Records from a data source
= = = = = = =

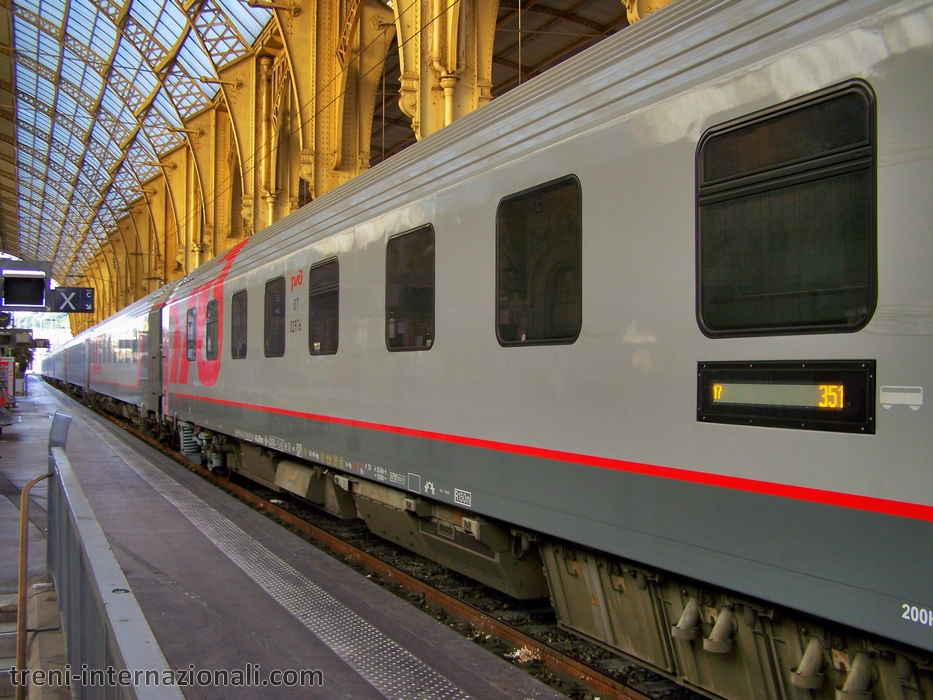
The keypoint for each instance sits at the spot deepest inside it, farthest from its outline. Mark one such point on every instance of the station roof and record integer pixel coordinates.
(91, 91)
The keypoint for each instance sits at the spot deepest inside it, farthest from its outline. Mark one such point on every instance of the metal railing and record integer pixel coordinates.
(103, 624)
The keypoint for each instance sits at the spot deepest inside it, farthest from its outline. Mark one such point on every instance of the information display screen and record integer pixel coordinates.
(820, 395)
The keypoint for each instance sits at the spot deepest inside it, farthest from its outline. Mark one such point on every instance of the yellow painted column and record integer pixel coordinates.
(445, 54)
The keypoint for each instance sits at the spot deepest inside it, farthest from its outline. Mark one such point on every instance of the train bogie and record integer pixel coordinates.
(656, 325)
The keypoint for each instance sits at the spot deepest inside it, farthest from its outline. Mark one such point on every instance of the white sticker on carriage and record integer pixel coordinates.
(902, 396)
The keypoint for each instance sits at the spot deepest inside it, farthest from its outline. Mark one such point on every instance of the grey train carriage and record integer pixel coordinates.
(649, 335)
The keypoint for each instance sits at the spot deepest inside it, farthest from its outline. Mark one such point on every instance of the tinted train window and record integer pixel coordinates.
(210, 330)
(539, 242)
(191, 335)
(786, 218)
(274, 330)
(238, 326)
(324, 308)
(410, 290)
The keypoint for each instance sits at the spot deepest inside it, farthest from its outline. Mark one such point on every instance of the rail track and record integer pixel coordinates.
(523, 632)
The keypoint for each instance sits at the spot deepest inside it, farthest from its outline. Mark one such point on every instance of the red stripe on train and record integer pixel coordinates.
(885, 506)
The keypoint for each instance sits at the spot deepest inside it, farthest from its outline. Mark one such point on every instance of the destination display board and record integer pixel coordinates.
(819, 395)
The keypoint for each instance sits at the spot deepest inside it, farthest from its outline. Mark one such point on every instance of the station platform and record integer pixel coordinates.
(225, 588)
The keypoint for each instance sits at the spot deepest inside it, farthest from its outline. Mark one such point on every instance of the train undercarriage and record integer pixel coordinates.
(711, 640)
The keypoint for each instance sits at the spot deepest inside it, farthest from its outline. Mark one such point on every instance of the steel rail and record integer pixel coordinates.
(554, 660)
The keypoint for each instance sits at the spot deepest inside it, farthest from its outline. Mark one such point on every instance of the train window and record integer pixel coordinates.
(191, 342)
(539, 242)
(238, 326)
(324, 308)
(410, 290)
(210, 330)
(786, 225)
(274, 326)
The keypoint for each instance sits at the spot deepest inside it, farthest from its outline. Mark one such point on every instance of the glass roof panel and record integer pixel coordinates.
(84, 87)
(195, 61)
(249, 20)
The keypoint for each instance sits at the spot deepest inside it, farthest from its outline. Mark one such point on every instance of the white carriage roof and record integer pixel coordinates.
(91, 90)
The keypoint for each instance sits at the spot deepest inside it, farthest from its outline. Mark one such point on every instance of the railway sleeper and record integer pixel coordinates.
(721, 644)
(711, 640)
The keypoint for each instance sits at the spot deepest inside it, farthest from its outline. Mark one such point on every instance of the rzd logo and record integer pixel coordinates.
(208, 370)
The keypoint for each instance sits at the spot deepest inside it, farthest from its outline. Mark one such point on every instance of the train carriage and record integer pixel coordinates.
(657, 322)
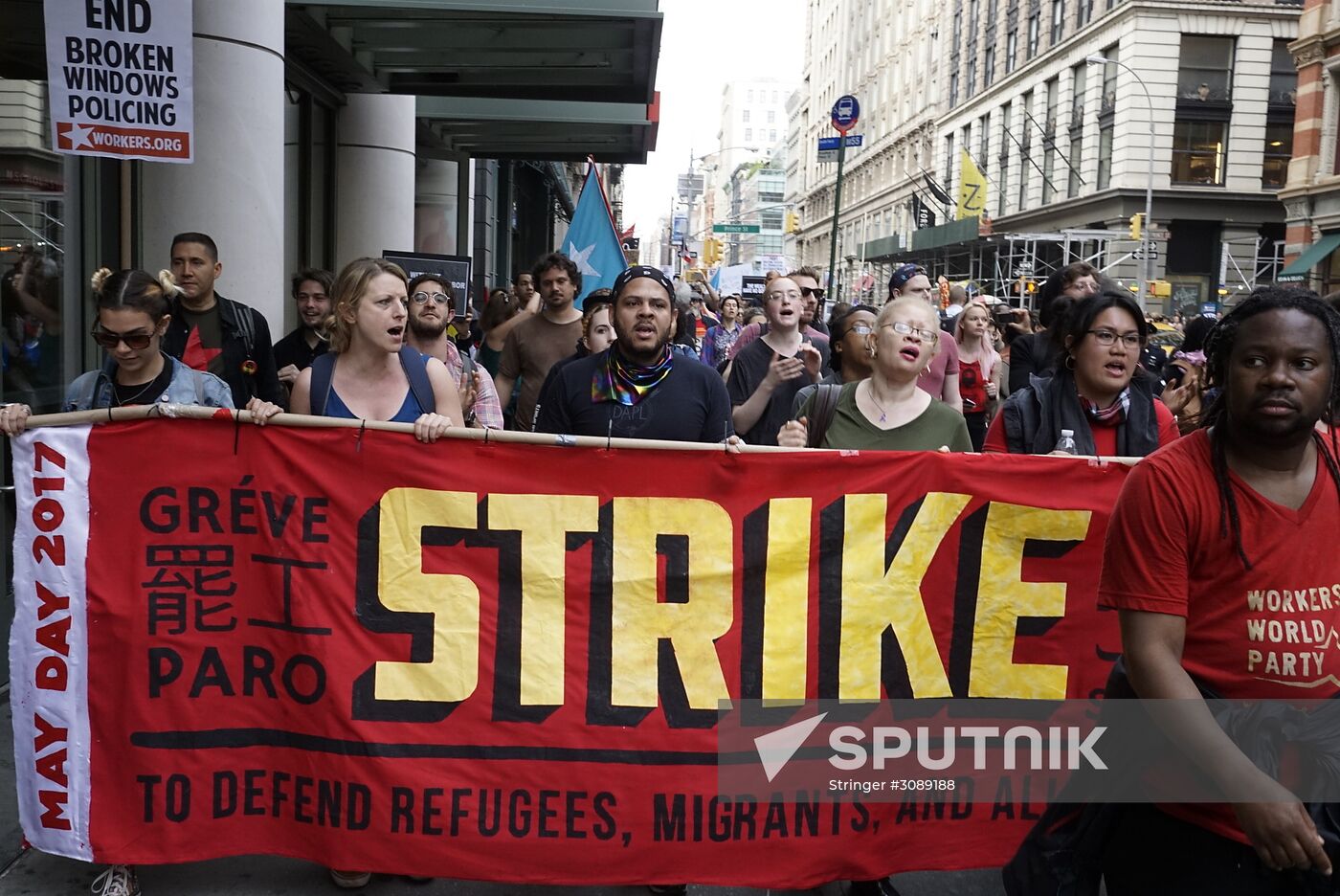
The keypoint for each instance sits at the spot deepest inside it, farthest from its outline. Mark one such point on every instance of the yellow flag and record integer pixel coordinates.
(972, 189)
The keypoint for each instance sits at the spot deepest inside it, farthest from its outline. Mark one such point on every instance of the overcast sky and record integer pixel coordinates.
(704, 44)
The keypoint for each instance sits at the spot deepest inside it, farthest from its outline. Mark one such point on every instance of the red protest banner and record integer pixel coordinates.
(374, 654)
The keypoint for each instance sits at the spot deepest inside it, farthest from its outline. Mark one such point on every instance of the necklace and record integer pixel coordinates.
(870, 392)
(131, 399)
(116, 398)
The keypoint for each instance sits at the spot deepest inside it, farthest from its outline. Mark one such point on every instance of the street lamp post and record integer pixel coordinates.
(1146, 261)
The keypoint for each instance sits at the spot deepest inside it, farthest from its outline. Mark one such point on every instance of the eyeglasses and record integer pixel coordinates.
(1106, 338)
(907, 329)
(109, 341)
(437, 298)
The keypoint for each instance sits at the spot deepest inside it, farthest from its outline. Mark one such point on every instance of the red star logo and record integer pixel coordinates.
(196, 355)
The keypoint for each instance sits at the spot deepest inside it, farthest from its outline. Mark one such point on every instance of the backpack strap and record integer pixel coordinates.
(245, 325)
(324, 371)
(415, 371)
(826, 408)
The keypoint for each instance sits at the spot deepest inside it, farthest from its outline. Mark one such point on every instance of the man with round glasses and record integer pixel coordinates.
(811, 302)
(432, 302)
(297, 351)
(767, 374)
(941, 378)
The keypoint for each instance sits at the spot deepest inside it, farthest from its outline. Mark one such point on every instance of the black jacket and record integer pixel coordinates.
(1035, 416)
(245, 339)
(1029, 355)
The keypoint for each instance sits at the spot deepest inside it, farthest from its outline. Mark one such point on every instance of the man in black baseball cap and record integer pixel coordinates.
(638, 388)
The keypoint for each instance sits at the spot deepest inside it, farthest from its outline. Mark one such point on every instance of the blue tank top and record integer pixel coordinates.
(409, 412)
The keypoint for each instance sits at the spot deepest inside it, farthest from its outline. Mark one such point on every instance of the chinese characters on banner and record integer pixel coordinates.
(307, 641)
(120, 77)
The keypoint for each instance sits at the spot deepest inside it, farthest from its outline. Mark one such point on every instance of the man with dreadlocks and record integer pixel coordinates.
(1221, 560)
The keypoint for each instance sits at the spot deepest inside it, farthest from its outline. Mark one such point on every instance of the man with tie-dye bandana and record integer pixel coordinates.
(638, 388)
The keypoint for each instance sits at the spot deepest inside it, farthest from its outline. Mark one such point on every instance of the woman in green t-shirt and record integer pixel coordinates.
(887, 412)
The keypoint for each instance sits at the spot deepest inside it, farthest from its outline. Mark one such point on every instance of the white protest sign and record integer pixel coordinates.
(121, 78)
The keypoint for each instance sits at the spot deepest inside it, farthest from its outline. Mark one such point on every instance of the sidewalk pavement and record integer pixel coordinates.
(30, 872)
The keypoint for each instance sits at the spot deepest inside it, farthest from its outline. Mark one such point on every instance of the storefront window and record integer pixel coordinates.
(37, 319)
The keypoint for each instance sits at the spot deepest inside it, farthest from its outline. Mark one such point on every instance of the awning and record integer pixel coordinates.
(1315, 254)
(509, 79)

= = = = = = =

* Objective *
Reproduce the material in its entirety and word for word, without the pictures.

* Answer to this exercise *
The keypoint for each instance sits at the spot deepest inside it, farthest from its outline. Mark one such point on every instance of the station roof and record integer pixel coordinates.
(91, 91)
The keypoint for each instance sits at the spot deepest inside it, farthest from its outline. Mark one such point on every instance of the metal railing and record integer pixel coordinates.
(103, 624)
The keypoint for each instance sits at the spot deepest inside it, farthest from its outline. Mark one such point on every instance of the information display screen and record integer pixel coordinates.
(820, 395)
The keypoint for each instance sits at the spot deepest inside it, farthest from its outline. Mark one such point on every instance of the yellow painted column and record integer pixel coordinates.
(445, 54)
The keypoint for each instance sits at the spot deepest inside it, farthest from its outline. Mark one such point on every instance of the train bogie and record integer pixel coordinates.
(656, 325)
The keypoint for each instance sits at the spot deepest inside it, farthest from its outline. Mark one such point on every instance of the white sticker on carriage and record integer pixel coordinates.
(902, 396)
The keypoint for each instance sits at the spot deepest inside it, farthest from its outline. Mark one such point on every instance of the grey train carriage and record integer pixel coordinates.
(649, 335)
The keypoint for each instance sits at the spot deepest inside it, farthest from its outline. Mark one such point on every instance of the tinted train window and record integer pixel coordinates.
(210, 330)
(539, 242)
(191, 335)
(786, 218)
(274, 330)
(238, 326)
(324, 308)
(410, 290)
The keypoint for each instance sits at the spot deepest inside it, farthest from its outline. Mark one such point on every instance of the rail track and record integer pixel coordinates.
(523, 632)
The keypoint for each instance sits at the spot deepest inside it, farthest from its outline. Mark one such point on every instance of the red stripe on train and record integer pixel coordinates.
(885, 506)
The keypoint for each instance sits at the spot deepest inside it, farthest from its outline. Mark one such point on every instance of the destination display board and record integer pixel coordinates.
(819, 395)
The keypoint for each instance sits at the spot deepest inside it, farthest from its outline. Mark one such point on every instance of the station platform and record integer pixel coordinates.
(225, 588)
The keypoint for each instance sits at the spot deepest inside it, farthest from its outline. Mark one such point on every instance of the train undercarriage and record integer pixel coordinates.
(711, 640)
The keypoint for each instance sits at the spot deepest inside it, farthest from its outline. Mark one such point on every instance of the steel rail and record integer pixel coordinates.
(554, 660)
The keypoint for each instance sits at the spot deepest inside it, farthest from its outline. Mark one such point on every instance of the train window and record integer pixel coordinates.
(191, 342)
(539, 242)
(238, 326)
(324, 308)
(410, 290)
(210, 330)
(786, 225)
(274, 326)
The keypoint for each instance sits at the spot deepest inside it, farthest from its outline. Mark one such point on every instance of the glass roof panel and record integer pixel coordinates.
(84, 87)
(195, 61)
(249, 20)
The keypoint for each instance sits at the spot deepest inside it, farthest from its outline. Mark one such point on every instance of the white carriage roof and record integer pixel coordinates.
(91, 90)
The keypoint for each instance sits at the spot deepest inside it, farthest from its outline. Mark one such point on every instance of the railway sleeper and record integer pixel coordinates.
(721, 644)
(711, 640)
The keypoint for each instance sits at the spot deepest inside it, farthest from its outline. Mark one such point on every instance of the rzd logo and record integer pixel coordinates.
(208, 370)
The keypoint for each instance sits at the spot deepest inside it, farthest from its outline. Mark one such point on every instance of the train carriage and record integer pixel coordinates.
(657, 322)
The keypoint for each instance sits at the spot deepest inside it, farthest from its outline. Mark one such point on every instance of the yellow flag and record integer pixel coordinates.
(972, 189)
The keypoint for each instance sits at the spot deepest inside it, farthest from its outline. Mark one such point on every instance of the overcast sky and record integer pixel coordinates.
(704, 44)
The keypoint for each instance sits at the spot deepest inside it, farthest from its outline. Mark one such point on every instance of the red protest banner and record integer pixel coordinates.
(374, 654)
The keypoint for each instance sits at the spot deepest inside it, farthest from its outline. Mark one such point on every instance of the necklace and record integer pixel coordinates.
(870, 392)
(131, 399)
(116, 398)
The keypoint for each instance sits at the spot deepest inside it, farthest from its outline. Mark one such point on every instance of the street lamp post and record integer pixel coordinates.
(1146, 261)
The keypoint for each instance sits at the spot deepest inside it, farthest from its outline. Mark one such point on every instance of the eyeglasses and record integer pixel coordinates.
(1106, 338)
(907, 329)
(109, 341)
(437, 298)
The keypoint for each instance sits at the spot deepest inside it, farthest from its outline. Mark one such point on every instance of the red star logo and record integer pixel coordinates.
(196, 355)
The keypoint for each instance sits at the spot deepest inside it, farthest from its outline. Mark one such point on every instance of the backpack strap and record integer pixel coordinates.
(245, 325)
(324, 371)
(415, 371)
(826, 408)
The keypoint for each instance sits at the spot deepest inside it, farthest from its outline. Mark one such point on every instance of the man with round glasses and record integer pixel coordinates.
(811, 302)
(432, 302)
(297, 351)
(767, 374)
(941, 378)
The keypoint for each instance sits at the spot deepest inside it, farthest from its outline. Mark one such point on every instance of the black jacket and record integer pixel coordinates.
(1035, 416)
(245, 339)
(1029, 355)
The keypoint for each instance sits at the spot deepest inside it, farthest from its outline. Mark one such point on every instance of the man in black baseball cap and record integer pixel coordinates.
(638, 388)
The keypoint for each instance sits at the spot deepest inside it, farthest from its outline. Mark one such point on every instance of the blue tank top and record integer pixel coordinates.
(409, 412)
The keypoint for each instance sits at the spot deepest inside it, farthest from its outline. Mark one such point on every instance of the chinese characters on banner and record integer pixel coordinates.
(307, 641)
(120, 77)
The keypoint for each instance sits at the spot deepest inside it, farthest from its outline. Mark one such point on every instance of the man with dreadlocks and record integer pixel coordinates.
(1221, 560)
The keypoint for each instance sits at the spot deepest inside it, farthest from its outline. Mark one such point on every instance of the man with tie-dye bandana and record integer pixel coordinates.
(638, 388)
The keypoint for each instance sits at the spot deepest inside it, farthest from its outline. Mark one such point on every instance of the woman in green t-shirt and record integer pixel coordinates.
(887, 412)
The keypoint for each instance sits at the spot deepest inside it, farthest from its outline. Mark one such point on every instance of the white protest sign and record integer pixel coordinates.
(121, 78)
The keypoint for each instance sits at the spot deepest inside it, farthest from its outline. Mark one such point on every instance of the sidewalk pavement and record integer pixel coordinates.
(30, 872)
The keypoint for each instance sits at the spot deepest inside it, farthest from its outline. Mark one such point on every instance of the storefront window and record integer pixel coordinates.
(37, 319)
The keypoint for each instance sits at the spot deepest inside it, farthest from its outline. Mark one such point on every instance of the awning and record integer pixel coordinates.
(1315, 254)
(509, 79)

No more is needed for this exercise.